> _Exercise prompt_: What do the lines say from the one containing "Task: annotate every instance of the beige" to the end of the records? Restate them word for word, and only those.

--- Begin ---

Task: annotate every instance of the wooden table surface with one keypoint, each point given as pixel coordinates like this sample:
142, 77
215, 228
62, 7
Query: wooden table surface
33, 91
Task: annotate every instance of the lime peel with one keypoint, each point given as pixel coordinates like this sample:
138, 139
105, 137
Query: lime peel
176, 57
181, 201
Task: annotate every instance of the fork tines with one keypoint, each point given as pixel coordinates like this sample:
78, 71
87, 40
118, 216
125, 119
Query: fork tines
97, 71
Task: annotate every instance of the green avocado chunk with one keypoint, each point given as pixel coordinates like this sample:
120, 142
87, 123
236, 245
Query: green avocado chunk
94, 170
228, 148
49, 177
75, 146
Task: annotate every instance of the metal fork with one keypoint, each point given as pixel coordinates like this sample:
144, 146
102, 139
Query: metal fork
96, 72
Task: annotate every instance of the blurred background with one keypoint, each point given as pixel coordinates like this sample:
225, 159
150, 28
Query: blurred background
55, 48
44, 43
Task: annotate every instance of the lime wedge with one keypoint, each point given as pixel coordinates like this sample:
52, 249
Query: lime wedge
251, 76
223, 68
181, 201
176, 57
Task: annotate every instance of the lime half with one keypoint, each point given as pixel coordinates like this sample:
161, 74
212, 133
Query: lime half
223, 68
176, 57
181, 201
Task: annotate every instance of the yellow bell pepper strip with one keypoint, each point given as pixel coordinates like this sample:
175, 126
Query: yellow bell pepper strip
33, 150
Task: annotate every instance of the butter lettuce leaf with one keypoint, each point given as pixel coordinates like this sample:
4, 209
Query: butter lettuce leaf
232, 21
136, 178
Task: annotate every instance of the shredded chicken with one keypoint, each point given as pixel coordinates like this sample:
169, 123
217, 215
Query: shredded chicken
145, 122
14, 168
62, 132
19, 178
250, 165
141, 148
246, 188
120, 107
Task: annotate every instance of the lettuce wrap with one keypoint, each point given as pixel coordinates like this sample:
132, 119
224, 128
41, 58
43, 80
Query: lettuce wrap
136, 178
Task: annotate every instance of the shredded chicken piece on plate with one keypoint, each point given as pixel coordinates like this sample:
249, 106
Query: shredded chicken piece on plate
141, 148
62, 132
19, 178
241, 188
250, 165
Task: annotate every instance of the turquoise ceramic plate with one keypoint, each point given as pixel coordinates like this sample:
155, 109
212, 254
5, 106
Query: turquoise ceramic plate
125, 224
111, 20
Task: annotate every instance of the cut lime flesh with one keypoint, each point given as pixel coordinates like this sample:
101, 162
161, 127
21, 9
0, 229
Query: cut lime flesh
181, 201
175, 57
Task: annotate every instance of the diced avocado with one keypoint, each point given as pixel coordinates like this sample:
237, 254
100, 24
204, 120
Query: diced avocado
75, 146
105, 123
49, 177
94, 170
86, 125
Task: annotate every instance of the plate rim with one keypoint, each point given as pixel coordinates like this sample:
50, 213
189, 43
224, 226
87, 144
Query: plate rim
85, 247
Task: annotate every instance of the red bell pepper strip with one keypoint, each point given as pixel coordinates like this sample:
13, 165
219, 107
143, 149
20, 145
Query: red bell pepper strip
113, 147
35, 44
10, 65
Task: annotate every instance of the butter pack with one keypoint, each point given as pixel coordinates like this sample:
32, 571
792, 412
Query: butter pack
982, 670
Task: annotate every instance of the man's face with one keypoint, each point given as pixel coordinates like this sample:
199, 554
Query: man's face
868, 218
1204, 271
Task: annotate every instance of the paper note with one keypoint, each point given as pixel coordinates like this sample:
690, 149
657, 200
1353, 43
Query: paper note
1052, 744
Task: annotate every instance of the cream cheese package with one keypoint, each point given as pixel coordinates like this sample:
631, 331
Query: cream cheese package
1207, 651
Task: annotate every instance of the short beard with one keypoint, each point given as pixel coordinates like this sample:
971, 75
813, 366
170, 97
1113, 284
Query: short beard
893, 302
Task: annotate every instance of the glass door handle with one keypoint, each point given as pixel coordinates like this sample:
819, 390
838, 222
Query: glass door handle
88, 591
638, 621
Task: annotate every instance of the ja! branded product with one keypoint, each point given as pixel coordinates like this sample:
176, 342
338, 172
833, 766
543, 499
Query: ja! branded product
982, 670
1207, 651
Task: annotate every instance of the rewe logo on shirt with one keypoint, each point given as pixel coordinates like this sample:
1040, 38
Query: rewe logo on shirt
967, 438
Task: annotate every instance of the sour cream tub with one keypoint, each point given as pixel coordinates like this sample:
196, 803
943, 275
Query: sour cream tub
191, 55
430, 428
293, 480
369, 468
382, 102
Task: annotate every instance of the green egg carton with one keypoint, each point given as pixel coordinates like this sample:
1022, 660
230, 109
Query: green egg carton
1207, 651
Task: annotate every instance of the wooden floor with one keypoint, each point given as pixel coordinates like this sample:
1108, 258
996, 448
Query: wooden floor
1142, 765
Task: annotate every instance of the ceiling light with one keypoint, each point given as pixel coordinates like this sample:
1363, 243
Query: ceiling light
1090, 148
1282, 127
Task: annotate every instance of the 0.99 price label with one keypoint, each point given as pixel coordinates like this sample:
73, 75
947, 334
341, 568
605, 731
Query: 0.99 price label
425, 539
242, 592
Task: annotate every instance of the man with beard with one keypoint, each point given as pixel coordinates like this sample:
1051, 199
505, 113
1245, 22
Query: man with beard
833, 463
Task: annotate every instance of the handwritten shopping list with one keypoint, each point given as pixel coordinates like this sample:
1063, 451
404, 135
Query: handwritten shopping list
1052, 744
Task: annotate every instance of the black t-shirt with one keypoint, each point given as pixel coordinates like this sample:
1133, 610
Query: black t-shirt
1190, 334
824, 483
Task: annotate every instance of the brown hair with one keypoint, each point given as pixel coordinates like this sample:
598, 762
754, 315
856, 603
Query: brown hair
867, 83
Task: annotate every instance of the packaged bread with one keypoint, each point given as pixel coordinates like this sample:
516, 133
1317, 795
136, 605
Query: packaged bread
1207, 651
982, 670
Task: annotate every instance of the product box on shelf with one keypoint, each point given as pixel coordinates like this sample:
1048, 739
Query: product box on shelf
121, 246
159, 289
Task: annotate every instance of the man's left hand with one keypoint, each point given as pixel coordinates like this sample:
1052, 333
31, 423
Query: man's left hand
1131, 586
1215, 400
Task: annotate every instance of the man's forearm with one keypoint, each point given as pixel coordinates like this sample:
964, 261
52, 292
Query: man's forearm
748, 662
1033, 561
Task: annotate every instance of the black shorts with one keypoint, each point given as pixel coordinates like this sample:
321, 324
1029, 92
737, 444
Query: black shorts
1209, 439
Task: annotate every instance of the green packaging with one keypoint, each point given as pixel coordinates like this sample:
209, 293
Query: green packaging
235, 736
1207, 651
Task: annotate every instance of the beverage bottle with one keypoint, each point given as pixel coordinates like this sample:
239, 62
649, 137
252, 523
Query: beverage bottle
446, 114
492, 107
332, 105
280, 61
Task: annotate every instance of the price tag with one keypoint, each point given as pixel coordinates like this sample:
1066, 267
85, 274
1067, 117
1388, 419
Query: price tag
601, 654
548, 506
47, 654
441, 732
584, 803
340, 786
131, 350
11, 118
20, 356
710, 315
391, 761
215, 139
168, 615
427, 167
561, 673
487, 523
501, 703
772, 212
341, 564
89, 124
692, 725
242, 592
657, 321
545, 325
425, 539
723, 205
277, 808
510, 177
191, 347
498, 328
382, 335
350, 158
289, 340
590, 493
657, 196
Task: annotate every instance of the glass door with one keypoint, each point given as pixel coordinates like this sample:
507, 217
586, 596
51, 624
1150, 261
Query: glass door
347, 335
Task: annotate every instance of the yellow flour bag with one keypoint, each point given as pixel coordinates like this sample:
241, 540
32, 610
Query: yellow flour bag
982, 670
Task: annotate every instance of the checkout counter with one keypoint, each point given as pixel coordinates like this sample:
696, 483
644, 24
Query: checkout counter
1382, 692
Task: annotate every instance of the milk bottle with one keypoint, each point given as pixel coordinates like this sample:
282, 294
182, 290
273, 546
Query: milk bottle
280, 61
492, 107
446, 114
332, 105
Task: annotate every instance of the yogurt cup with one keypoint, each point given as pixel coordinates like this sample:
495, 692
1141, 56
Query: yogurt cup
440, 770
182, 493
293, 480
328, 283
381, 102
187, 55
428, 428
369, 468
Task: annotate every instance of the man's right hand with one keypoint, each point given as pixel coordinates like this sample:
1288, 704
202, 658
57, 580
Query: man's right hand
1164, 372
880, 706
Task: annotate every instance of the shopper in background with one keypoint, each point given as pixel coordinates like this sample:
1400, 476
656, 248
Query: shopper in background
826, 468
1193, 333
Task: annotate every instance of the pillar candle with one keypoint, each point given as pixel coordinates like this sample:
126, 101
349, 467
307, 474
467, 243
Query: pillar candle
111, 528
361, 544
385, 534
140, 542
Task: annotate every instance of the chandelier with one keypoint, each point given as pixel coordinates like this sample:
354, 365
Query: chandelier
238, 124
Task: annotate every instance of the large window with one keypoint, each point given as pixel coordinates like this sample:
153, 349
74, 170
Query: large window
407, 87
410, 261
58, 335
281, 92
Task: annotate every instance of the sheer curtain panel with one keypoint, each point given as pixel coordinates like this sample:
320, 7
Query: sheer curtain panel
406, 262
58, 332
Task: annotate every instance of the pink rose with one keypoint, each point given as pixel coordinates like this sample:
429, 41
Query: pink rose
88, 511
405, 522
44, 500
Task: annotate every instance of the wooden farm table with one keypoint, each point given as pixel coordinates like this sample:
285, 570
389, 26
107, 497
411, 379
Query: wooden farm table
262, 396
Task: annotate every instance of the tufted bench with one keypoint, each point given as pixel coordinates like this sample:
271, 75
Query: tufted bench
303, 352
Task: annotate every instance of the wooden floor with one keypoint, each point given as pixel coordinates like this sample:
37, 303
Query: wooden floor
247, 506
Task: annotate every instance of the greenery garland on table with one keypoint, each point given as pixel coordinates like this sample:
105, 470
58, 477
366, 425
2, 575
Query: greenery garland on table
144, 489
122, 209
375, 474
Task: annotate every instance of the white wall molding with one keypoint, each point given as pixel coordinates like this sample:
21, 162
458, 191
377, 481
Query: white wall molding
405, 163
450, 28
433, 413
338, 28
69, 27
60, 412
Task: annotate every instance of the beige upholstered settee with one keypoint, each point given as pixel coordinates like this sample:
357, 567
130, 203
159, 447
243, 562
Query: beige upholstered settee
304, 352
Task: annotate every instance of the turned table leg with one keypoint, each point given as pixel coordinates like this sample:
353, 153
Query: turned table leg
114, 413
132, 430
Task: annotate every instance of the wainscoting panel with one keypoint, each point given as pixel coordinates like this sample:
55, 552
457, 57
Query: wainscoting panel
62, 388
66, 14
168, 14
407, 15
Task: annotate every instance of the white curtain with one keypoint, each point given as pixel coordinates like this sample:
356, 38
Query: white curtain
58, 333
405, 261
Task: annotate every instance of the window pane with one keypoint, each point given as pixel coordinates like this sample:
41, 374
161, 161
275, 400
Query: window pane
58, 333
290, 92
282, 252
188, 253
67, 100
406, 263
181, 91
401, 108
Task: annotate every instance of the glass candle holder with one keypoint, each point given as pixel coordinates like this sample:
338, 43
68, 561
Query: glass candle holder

--- End ---

> _Response_:
Task: annotate every instance of the beige upholstered settee with one keypoint, each point given as pixel coordinates like this sample:
357, 567
130, 203
159, 447
243, 562
Query: beige upholstered settee
304, 352
Task: annotate every instance of the turned table leg with one keypoint, each point given as pixel coordinates like this sample:
353, 153
Query: turned table leg
114, 413
132, 430
Task: annotate every instance of the wainscoting panel with one keypoint, each point given as pixel coordinates like this sample:
55, 552
457, 57
Query: wainscoting panel
62, 388
66, 14
168, 14
407, 15
Task: annotate every instance of the white curtain with one keypoint, each point given as pixel coordinates like this sample:
356, 38
Query: white curtain
58, 333
405, 261
Task: annotate every instance of the window pane with one keypoint, each point given as pixel coordinates like this sample:
41, 374
161, 161
275, 400
Query: window pane
58, 333
290, 92
282, 252
188, 253
67, 100
406, 263
181, 91
401, 108
Task: annotate every instance of the glass candle holder with one keypoint, each point given as pixel coordinates like this sample:
338, 43
68, 561
Query: glass candle holder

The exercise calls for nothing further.